With the line containing "Exercise. Identify the nail" as the starting point, output the remaining lines of the data exactly as they are, through the last.
+++ DATA FOR THE TASK +++
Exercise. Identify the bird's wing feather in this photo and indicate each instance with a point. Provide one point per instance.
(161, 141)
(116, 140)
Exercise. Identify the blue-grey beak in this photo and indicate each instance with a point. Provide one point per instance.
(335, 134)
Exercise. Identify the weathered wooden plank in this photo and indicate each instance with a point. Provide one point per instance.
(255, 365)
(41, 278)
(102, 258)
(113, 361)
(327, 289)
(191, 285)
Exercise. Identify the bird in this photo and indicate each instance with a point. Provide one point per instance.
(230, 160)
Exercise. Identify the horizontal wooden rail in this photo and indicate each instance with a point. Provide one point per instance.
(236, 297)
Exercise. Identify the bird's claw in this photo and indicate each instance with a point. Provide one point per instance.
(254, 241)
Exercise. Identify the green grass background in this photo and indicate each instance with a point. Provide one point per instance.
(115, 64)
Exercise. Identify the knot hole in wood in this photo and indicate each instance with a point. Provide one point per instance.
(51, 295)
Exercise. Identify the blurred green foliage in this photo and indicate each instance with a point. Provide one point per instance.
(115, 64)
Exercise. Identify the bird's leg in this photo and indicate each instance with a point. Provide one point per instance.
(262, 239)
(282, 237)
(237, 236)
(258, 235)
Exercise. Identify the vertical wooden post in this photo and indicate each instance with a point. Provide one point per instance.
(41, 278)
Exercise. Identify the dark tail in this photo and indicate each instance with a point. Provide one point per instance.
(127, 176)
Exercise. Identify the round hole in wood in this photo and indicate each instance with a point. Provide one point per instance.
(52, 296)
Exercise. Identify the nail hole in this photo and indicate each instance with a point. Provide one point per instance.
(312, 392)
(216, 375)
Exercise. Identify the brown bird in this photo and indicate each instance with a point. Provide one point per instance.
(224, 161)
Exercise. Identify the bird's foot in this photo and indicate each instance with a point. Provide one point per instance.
+++
[COMPLETED TASK]:
Exercise. Identify the nail hole in this photo and indicate each instance with a point. Provide one point per instance.
(312, 392)
(216, 375)
Exercise. Identify the brown bird in this photo and indicate each instance with a point. Provide one point per instance.
(224, 161)
Exercise. Identify the bird's foot in this photo and indicate each instance with a point. Provide one point per instance.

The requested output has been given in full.